- PASSAGE -
□ □ □ □ □ □ □

06Policy recommendations

Birmingham’s future economic success will depend on the skills of its workforce and the analysis in the previous sections highlights the challenges that the city faces on this front. There are three elements to tackling these. The first is increasing the educational attainment of young people. The second is improving the skills of the existing workforce. The third is about improving the job opportunities available in the city to retain degree holders but also to attract them from other parts of the country.

1. Young people

The most recent Social Mobility Commission6 report provides excellent guidance on how to improve the skills level and life prospects of young people. This focuses on three areas:

  • Increase the uptake of early education

Evidence suggests that early years intervention can have a lasting impact on a child’s life. Currently all two-year-olds from disadvantaged backgrounds are entitled to free early education. But uptake of this is patchy. Policy should drive uptake in Birmingham by identifying those children that are not currently benefiting through using data held by local authorities and making direct contact.

Of course, the content of the teaching is also important. For these programmes to be effective, early education and childcare providers in Birmingham should be guided by the Education Endowment Foundation’s Early Years Education toolkit which sets out evidence on which practices are most effective.

  • Improve literacy and numeracy across all ages

Previous research has shown that there is a link between employment outcomes and levels of numeracy and literacy, and more specifically between the former and the attainment of 5 A*-C including Maths and English at GCSE7. Although GCSE attainment has improved in the city, there is still a gap with the rest of the country. This suggests that schools and colleges in Birmingham should keep the focus on improving the levels of numeracy and literacy across all ages.

When it comes to concrete measures to address this, the lesson from London’s recent success in improving the performance of its schools is that there is no silver bullet in achieving this goal.8
But things like learning from best practice and improving the quality of teaching can have a positive impact. With regards to the first point, the Education Endowment Foundation has put together some evidence on the practices that work in teaching Maths to Key Stage 2 and 3 pupils. When it comes to the second element, attracting and retaining talented teachers will drive up the quality of teaching.

To achieve this, the West Midlands Combined Authority should work with the regional school Commissioner, universities and Teach First to develop a city-region framework that provides career progression opportunities and professional development to teachers in the area.

  • Better access to high-quality career guidance

Career guidance helps young people make the best decisions about their academic and professional lives. This is even more important for those from a disadvantaged background who may not have access to an informal network of people that could provide this type of guidance. All young people in Birmingham should have access to high quality career support. To achieve this, all schools and colleges should work with local businesses to meet the Gatsby benchmarks – key careers advice requirements based on international standards9 – with the aim of helping them transition from schools and colleges to work, particularly those who did not perform well academically.

□ □ □ □ □ □ □

- MATERIAL -
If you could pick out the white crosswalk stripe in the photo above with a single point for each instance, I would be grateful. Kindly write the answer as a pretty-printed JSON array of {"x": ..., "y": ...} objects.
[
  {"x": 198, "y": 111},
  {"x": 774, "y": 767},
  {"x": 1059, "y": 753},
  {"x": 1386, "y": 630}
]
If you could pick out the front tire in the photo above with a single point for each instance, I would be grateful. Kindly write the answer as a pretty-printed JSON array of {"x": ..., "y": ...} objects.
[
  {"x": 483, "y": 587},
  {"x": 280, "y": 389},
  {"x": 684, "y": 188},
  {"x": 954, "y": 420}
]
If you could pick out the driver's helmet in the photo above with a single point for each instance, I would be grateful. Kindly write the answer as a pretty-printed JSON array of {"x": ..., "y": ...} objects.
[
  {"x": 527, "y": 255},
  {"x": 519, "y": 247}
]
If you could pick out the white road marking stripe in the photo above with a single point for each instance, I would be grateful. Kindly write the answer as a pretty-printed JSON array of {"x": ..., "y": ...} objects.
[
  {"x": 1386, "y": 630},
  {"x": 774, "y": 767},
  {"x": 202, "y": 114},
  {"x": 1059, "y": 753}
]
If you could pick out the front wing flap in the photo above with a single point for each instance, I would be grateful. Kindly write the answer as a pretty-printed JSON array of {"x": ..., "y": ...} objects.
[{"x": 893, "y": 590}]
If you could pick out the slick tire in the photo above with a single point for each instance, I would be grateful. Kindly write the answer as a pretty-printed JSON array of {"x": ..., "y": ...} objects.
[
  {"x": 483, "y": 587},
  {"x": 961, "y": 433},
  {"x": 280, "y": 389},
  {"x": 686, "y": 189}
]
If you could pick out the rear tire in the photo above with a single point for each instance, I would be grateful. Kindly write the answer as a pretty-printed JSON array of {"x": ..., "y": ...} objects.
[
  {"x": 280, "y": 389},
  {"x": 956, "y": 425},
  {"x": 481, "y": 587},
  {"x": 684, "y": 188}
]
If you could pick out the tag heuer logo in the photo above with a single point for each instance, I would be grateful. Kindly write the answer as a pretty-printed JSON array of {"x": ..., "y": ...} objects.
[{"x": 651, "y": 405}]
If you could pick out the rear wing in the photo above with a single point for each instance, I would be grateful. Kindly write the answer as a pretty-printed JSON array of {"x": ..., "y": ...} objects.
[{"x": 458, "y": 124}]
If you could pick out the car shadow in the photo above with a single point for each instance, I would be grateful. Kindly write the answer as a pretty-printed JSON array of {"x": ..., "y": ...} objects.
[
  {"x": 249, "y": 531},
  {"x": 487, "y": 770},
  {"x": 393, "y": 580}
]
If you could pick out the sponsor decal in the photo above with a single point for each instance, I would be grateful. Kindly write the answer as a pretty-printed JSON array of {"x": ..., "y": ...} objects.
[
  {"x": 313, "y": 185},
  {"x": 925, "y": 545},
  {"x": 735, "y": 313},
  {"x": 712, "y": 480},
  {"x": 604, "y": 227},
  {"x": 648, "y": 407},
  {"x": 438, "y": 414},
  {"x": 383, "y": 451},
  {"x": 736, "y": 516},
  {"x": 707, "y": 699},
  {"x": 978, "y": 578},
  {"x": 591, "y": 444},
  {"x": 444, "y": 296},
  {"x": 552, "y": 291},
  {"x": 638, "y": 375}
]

□ □ □ □ □ □ □

- YOUR GOAL -
Answer these questions about the policy recommendations above:
1. Which children are currently entitled to free early education?
2. For pupils at which Key Stages has the Education Endowment Foundation gathered evidence on effective practices in teaching Maths?
3. Which benchmarks should all schools and colleges work with local businesses to meet?

- SOLUTION BELOW -
1. All two-year-olds from disadvantaged backgrounds.
2. Key Stages 2 and 3.
3. The Gatsby benchmarks.